# EXERCISE INSTRUCTIONS:
Transcribe every entry exactly, leaving out any pictures.
(DATA UNDER STUDY Opens)
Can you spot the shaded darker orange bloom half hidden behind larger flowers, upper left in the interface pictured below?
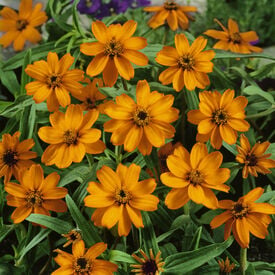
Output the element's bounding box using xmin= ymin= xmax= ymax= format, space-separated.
xmin=75 ymin=78 xmax=106 ymax=113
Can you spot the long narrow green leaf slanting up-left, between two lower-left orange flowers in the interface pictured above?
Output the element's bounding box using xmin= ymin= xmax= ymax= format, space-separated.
xmin=66 ymin=195 xmax=102 ymax=247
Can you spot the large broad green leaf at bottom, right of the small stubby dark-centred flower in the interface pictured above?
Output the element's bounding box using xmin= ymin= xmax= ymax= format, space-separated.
xmin=163 ymin=236 xmax=234 ymax=275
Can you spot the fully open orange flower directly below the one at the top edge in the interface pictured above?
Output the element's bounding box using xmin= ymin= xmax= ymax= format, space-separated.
xmin=156 ymin=34 xmax=215 ymax=92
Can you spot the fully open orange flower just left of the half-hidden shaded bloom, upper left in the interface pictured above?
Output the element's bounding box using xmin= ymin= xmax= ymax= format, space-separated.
xmin=25 ymin=52 xmax=84 ymax=112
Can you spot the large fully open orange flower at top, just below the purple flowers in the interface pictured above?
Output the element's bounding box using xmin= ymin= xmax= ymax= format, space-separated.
xmin=80 ymin=20 xmax=148 ymax=87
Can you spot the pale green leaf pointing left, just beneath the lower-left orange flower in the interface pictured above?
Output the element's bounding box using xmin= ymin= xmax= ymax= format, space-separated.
xmin=26 ymin=214 xmax=73 ymax=234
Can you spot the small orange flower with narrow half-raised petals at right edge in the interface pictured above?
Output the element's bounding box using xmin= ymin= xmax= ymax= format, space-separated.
xmin=236 ymin=134 xmax=275 ymax=178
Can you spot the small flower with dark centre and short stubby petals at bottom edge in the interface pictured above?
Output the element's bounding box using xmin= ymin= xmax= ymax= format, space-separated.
xmin=131 ymin=248 xmax=165 ymax=275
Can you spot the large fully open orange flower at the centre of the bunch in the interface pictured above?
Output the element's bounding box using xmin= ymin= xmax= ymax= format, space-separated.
xmin=104 ymin=80 xmax=178 ymax=155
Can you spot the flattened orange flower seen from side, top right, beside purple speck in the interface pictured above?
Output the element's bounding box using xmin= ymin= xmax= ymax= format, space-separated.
xmin=204 ymin=18 xmax=262 ymax=53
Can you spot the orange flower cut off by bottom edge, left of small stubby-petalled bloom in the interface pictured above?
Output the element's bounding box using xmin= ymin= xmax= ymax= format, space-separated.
xmin=51 ymin=240 xmax=117 ymax=275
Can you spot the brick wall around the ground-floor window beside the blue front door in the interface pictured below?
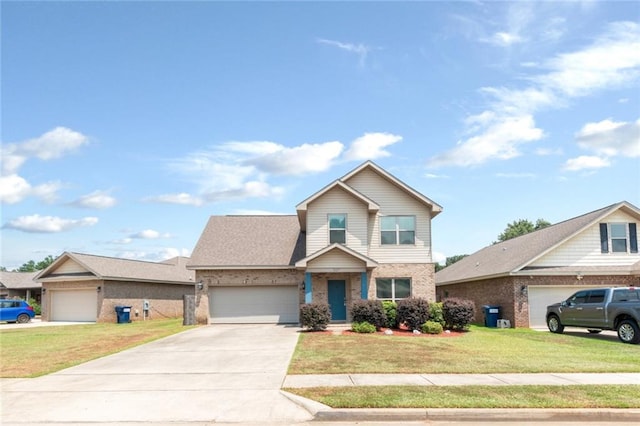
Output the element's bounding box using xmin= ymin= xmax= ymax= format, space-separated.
xmin=369 ymin=263 xmax=436 ymax=302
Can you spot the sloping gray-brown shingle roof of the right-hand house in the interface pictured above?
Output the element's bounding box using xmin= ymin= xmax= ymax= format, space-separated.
xmin=436 ymin=202 xmax=638 ymax=285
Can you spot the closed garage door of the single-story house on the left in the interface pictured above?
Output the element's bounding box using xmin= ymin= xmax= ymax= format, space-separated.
xmin=50 ymin=289 xmax=98 ymax=321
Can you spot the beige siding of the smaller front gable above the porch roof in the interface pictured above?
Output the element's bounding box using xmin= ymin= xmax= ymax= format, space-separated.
xmin=307 ymin=188 xmax=367 ymax=255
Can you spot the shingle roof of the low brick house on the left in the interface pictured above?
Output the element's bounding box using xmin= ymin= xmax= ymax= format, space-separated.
xmin=37 ymin=252 xmax=193 ymax=284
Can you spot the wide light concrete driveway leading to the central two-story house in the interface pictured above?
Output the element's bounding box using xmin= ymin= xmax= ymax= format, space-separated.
xmin=1 ymin=324 xmax=313 ymax=425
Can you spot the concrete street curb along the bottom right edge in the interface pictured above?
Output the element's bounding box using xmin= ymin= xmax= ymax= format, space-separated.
xmin=314 ymin=408 xmax=640 ymax=423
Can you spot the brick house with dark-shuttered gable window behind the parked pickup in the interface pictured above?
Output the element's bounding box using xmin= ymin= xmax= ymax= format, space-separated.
xmin=436 ymin=201 xmax=640 ymax=327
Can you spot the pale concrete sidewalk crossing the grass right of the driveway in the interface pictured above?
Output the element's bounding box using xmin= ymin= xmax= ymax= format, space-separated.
xmin=282 ymin=373 xmax=640 ymax=388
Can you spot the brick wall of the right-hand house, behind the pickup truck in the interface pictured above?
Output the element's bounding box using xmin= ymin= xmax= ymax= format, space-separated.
xmin=436 ymin=275 xmax=640 ymax=327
(DATA UNDER STUDY Closes)
# ANSWER BOX:
Can you spot the shaded darker orange bloom half hidden behind larger flowers, upper left in the interface pictured below?
Output the element's bounding box using xmin= ymin= xmax= ymax= format, space-separated.
xmin=75 ymin=78 xmax=106 ymax=113
Can you spot the long narrow green leaf slanting up-left, between two lower-left orange flowers in the interface pictured above?
Output the element's bounding box using xmin= ymin= xmax= ymax= format, space-separated.
xmin=66 ymin=195 xmax=102 ymax=247
Can you spot the large broad green leaf at bottom, right of the small stubby dark-centred flower in the interface pictured above?
Output the element's bounding box using xmin= ymin= xmax= ymax= format, space-separated.
xmin=163 ymin=236 xmax=234 ymax=275
Can you spot the fully open orange flower directly below the one at the top edge in the interface pictured above?
Output the element's bounding box using xmin= ymin= xmax= ymax= format, space-separated.
xmin=156 ymin=34 xmax=215 ymax=92
Can you spot the fully open orange flower just left of the half-hidden shaded bloom, upper left in the interface pictured above?
Output the element's bounding box using xmin= ymin= xmax= ymax= format, space-separated.
xmin=25 ymin=52 xmax=84 ymax=112
Can you spot the large fully open orange flower at top, just below the purple flowers in the interface pictured above?
Output the element's bounding box using xmin= ymin= xmax= ymax= format, space-separated.
xmin=80 ymin=20 xmax=148 ymax=87
Can you spot the pale green leaf pointing left, just beneath the lower-left orange flower in the interface pictured above?
Output the element's bounding box using xmin= ymin= xmax= ymax= format, space-separated.
xmin=26 ymin=214 xmax=73 ymax=234
Can you spot the small orange flower with narrow half-raised petals at right edge in the interface pictured above?
Output the element's bounding box using xmin= ymin= xmax= ymax= format, space-separated.
xmin=236 ymin=134 xmax=275 ymax=178
Can you spot the small flower with dark centre and short stubby petals at bottom edge in the interface pictured above?
Output the element's bounding box using xmin= ymin= xmax= ymax= format, space-separated.
xmin=131 ymin=248 xmax=165 ymax=275
Can you spot the large fully open orange flower at the centre of the bunch in the interface pictured above?
Output the element's bounding box using xmin= ymin= xmax= ymax= format, space-separated.
xmin=104 ymin=80 xmax=178 ymax=155
Can you spot the flattened orange flower seen from side, top right, beside purple speck in the interface pictured above?
Output the element's bounding box using xmin= ymin= xmax= ymax= format, space-separated.
xmin=204 ymin=18 xmax=262 ymax=53
Can you spot the orange flower cut off by bottom edge, left of small stubby-petalled bloom in the interface pictured above?
Output the element's bounding box using xmin= ymin= xmax= ymax= format, space-separated.
xmin=51 ymin=240 xmax=117 ymax=275
Can you spot the brick wall around the ground-floor window beside the blue front door in the interface pictured below?
Output the element's bounding box using xmin= ymin= xmax= ymax= format, space-separated.
xmin=369 ymin=263 xmax=436 ymax=302
Can you spot the sloping gray-brown shingle roof of the right-hand house in the interface pictured above?
Output the element's bounding box using xmin= ymin= xmax= ymax= format, space-separated.
xmin=436 ymin=202 xmax=638 ymax=285
Can you spot the closed garage door of the single-story house on the left in the interface pictured above?
Output the element's bounding box using xmin= ymin= xmax= ymax= format, space-separated.
xmin=50 ymin=289 xmax=98 ymax=321
Can you spot the beige siding of the smaller front gable above the porch roof in the interface pictured above?
Output the element's bounding box using xmin= ymin= xmax= ymax= format, space-separated.
xmin=307 ymin=188 xmax=367 ymax=255
Can you spot the shingle roof of the low brick house on the left in the interface pictured above?
Output the element's bounding box using xmin= ymin= xmax= ymax= format, space-separated.
xmin=37 ymin=252 xmax=193 ymax=284
Can you spot the wide light concrete driveway leading to the central two-story house in the interface pictured above?
Output the element's bounding box using xmin= ymin= xmax= ymax= format, space-separated.
xmin=1 ymin=324 xmax=313 ymax=425
Can you spot the concrete street curb along the bottom right edge in the interface pictured above?
Output the element's bounding box using xmin= ymin= xmax= ymax= format, space-separated.
xmin=314 ymin=408 xmax=640 ymax=423
Can you spot the brick house with dark-shuttered gable window behind the parked pickup in the interface pictured above?
Output the element's bounding box using xmin= ymin= xmax= ymax= format, space-separated.
xmin=436 ymin=201 xmax=640 ymax=327
Can you spot the pale concrete sidewalk crossing the grass right of the driveway in the interface pictured above?
Output the element's bounding box using xmin= ymin= xmax= ymax= format, space-separated.
xmin=282 ymin=373 xmax=640 ymax=388
Can you spot the brick wall of the right-hand house, behind the pickup truck in the interface pictured above?
Output the element's bounding box using xmin= ymin= xmax= ymax= format, space-separated.
xmin=436 ymin=275 xmax=640 ymax=327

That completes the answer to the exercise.